PROMPT A:
List every span of years, written as a start year and an end year joined by a hyphen, that appears in the passage on Gu Yanwu and Gu Zuyu below.

GIVEN PASSAGE:
## Begin
Gu Yanwu and Gu Zuyu

     There is a general consensus that the inception of systematicizing anthropological studies took place under the rule of Emperor Qianlong乾隆 (r. 1736-1795). To continue with the cultural legacy of the Manchus, Qianlong endeavored to expand his grand Empire through numerous frontier campaigns. These newly acquired frontiers had to be secured by specific measures, which require a better understanding of the local customs and conditions.25 As a result, hundreds of cultural elites were mandated to study these remote regions. Doubtless, Qianlong's intention to stabilize his Empire was one of the major forces to advance the development of frontier writings. However, I would like to emphasize, without the efforts of the two prominent figures in the Kangxi 康熙period (1662-1722) – Gu Yanwu 顧炎武 (1613-1682) and Gu Zuyu 顧祖禹 (1631-1692) – regional and chorographical studies in Qianlong reign would not be so mature. In fact, it would not be exaggerative to say that the two Gus had revolutionized the methodology of conducting geo-historical researches and laid the foundation for future studies.
## End
PROMPT B:
Transcribe the entry below line for line, without its picture.

EXCERPTED RECORDS:
## Begin
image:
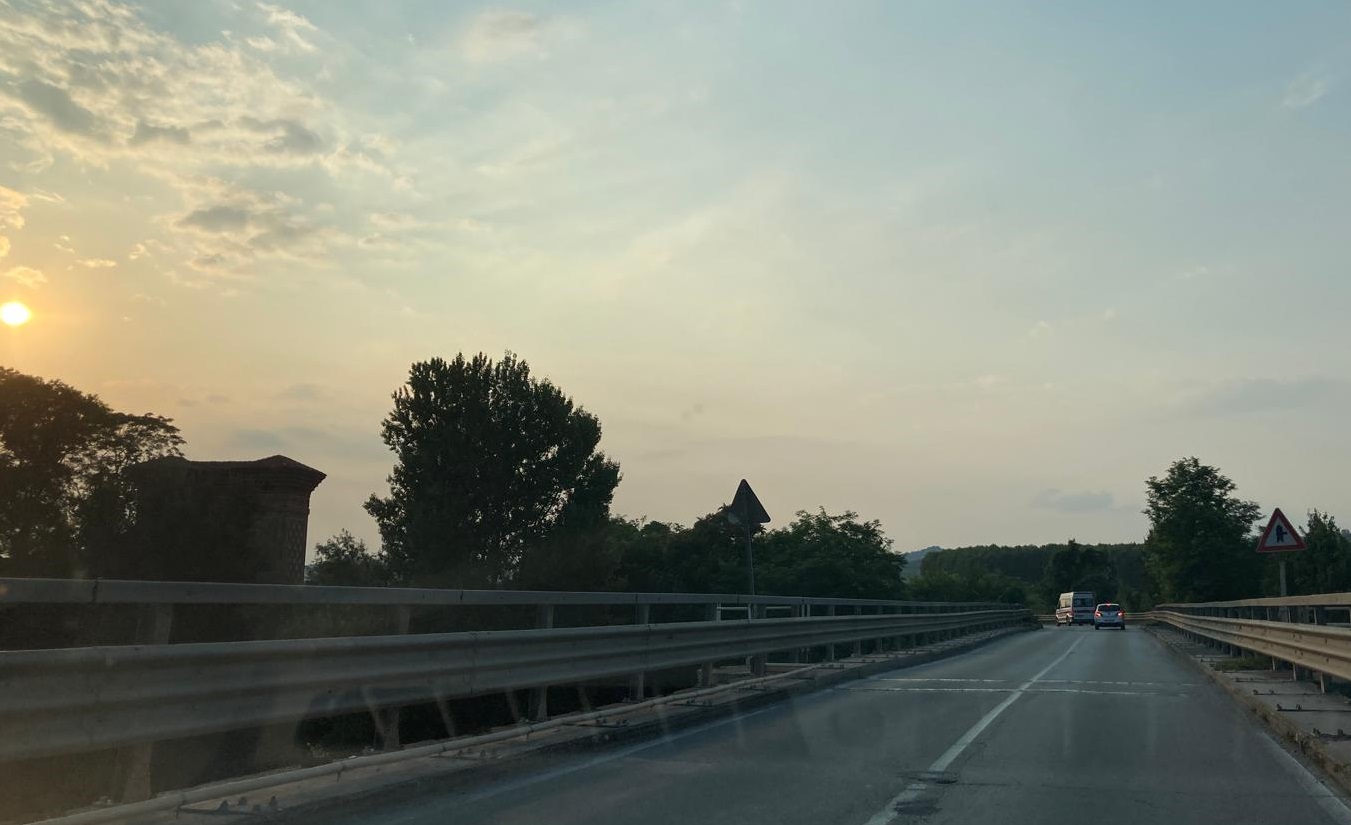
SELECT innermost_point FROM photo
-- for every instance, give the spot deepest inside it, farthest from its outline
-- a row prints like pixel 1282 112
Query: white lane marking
pixel 922 681
pixel 940 681
pixel 1074 690
pixel 1330 802
pixel 912 791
## End
REPLY A:
1736-1795, 1662-1722, 1613-1682, 1631-1692

REPLY B:
image:
SELECT innermost_point FROM photo
-- for every instance, give the spot deepest inside it, farthest from its outline
-- a row prints like pixel 1282 112
Query: white lane marking
pixel 922 681
pixel 940 681
pixel 1074 690
pixel 1330 802
pixel 912 791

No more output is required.